> Exercise: Which lines of the records contain the word "Below", with case counting? Report each such line in full.

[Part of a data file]
★ ★ ★ ★ ★ ★ ★

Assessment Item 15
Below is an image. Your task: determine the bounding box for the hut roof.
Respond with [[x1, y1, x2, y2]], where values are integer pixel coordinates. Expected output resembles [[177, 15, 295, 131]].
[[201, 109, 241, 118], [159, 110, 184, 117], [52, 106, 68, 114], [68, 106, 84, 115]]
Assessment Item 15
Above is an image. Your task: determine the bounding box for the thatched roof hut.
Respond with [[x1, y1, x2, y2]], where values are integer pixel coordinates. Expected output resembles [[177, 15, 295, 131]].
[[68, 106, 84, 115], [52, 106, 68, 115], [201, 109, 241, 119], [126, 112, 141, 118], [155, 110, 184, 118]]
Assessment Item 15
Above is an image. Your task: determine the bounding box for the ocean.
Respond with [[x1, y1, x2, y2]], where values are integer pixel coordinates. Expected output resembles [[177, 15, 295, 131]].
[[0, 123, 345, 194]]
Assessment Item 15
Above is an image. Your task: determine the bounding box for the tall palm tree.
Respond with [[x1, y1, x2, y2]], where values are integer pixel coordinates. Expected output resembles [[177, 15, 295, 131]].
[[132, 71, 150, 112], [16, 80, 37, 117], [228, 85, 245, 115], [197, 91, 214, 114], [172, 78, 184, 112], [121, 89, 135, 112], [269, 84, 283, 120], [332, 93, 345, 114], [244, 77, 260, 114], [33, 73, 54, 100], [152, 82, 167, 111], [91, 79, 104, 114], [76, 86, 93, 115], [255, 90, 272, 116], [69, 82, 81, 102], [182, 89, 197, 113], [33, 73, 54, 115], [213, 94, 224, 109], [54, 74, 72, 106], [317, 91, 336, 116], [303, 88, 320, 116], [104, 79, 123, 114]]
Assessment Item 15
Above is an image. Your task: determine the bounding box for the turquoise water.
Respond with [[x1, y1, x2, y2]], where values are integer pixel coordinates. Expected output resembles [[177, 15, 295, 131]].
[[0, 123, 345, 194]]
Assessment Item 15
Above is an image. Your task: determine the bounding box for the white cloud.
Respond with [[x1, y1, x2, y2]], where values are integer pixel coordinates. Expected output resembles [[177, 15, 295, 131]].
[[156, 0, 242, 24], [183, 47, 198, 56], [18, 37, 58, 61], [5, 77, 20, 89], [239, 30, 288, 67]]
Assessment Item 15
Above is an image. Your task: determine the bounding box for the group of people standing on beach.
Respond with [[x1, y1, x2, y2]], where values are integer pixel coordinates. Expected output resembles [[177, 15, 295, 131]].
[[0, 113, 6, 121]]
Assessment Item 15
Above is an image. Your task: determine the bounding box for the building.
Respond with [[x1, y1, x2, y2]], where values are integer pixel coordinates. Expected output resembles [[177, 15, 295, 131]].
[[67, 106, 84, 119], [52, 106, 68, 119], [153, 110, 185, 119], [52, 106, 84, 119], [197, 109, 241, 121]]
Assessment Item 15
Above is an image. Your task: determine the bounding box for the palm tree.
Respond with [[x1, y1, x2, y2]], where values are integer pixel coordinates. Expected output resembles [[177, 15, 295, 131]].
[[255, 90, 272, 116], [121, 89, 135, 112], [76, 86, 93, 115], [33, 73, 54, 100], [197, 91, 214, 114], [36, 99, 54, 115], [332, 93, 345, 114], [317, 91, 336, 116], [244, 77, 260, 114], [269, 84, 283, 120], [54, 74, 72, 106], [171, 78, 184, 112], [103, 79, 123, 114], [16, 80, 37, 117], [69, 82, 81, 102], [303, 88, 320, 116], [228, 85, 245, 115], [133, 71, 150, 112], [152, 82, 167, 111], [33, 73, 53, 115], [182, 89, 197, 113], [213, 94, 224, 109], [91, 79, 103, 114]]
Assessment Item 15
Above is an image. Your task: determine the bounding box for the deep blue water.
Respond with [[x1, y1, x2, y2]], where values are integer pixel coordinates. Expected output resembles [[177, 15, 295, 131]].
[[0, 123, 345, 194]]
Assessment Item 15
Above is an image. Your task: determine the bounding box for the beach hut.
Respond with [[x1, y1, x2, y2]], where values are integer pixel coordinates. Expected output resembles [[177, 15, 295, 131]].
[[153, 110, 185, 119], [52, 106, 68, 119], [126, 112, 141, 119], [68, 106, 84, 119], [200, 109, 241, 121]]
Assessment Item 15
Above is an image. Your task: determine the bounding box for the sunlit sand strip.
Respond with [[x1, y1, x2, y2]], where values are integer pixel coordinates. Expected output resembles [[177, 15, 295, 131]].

★ ★ ★ ★ ★ ★ ★

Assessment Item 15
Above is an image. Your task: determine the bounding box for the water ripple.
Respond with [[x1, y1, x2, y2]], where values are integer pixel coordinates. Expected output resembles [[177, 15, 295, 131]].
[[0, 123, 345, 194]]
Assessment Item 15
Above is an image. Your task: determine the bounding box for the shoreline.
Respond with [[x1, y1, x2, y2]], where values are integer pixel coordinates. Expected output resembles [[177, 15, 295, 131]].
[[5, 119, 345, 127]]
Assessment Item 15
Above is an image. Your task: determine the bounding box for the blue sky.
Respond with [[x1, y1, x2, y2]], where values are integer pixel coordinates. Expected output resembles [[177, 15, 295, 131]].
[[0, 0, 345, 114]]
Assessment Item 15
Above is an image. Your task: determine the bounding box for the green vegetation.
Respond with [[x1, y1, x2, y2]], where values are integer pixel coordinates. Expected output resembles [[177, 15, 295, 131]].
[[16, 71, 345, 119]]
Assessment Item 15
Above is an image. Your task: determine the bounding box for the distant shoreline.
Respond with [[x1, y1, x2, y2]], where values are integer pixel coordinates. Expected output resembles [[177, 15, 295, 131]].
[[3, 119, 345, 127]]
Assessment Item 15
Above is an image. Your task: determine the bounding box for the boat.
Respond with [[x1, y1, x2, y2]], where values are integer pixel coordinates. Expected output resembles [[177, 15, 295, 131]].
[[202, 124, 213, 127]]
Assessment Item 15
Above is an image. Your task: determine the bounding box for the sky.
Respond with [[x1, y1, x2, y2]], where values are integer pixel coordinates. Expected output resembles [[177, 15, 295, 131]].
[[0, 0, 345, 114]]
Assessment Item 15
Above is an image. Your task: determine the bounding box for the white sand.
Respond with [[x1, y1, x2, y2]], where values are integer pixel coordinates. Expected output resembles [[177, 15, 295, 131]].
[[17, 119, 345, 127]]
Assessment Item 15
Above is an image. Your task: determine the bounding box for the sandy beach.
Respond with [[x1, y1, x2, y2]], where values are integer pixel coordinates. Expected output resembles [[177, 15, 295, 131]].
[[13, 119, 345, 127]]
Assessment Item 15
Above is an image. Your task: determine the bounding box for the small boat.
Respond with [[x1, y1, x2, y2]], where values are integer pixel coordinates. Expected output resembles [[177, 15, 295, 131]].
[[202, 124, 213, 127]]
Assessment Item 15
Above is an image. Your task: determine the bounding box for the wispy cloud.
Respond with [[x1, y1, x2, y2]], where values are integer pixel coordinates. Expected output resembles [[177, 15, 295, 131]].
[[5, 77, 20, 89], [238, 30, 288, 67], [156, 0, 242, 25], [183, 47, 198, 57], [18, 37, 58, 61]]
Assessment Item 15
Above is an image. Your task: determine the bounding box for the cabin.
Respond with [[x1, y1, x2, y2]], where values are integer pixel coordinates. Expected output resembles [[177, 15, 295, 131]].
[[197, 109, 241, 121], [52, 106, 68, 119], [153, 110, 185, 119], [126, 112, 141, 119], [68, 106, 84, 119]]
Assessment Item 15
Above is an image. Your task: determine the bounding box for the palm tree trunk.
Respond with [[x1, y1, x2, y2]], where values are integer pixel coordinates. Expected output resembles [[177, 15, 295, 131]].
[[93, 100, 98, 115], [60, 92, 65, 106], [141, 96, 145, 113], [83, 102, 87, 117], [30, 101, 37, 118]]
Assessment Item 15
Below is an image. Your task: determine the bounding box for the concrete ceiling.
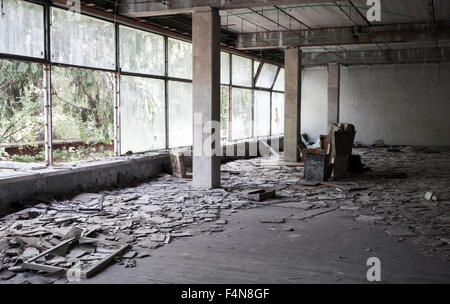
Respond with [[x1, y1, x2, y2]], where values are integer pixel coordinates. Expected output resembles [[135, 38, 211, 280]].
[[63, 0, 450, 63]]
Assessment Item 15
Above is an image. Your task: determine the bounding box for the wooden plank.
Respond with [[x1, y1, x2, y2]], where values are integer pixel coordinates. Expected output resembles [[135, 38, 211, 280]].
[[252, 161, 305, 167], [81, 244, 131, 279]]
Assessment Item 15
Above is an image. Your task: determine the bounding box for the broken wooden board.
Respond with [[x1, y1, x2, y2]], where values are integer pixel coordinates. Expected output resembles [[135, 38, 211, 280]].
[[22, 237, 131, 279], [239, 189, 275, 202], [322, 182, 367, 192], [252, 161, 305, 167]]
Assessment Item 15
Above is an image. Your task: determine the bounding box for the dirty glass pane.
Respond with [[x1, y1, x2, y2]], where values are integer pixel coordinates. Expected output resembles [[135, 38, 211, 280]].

★ ★ ★ ★ ★ ★ ★

> Finished exercise:
Below is an image. Your task: determine the bounding box for the hut roof.
Below is an image. Your task: determine the bounding box for the concrete ceiling.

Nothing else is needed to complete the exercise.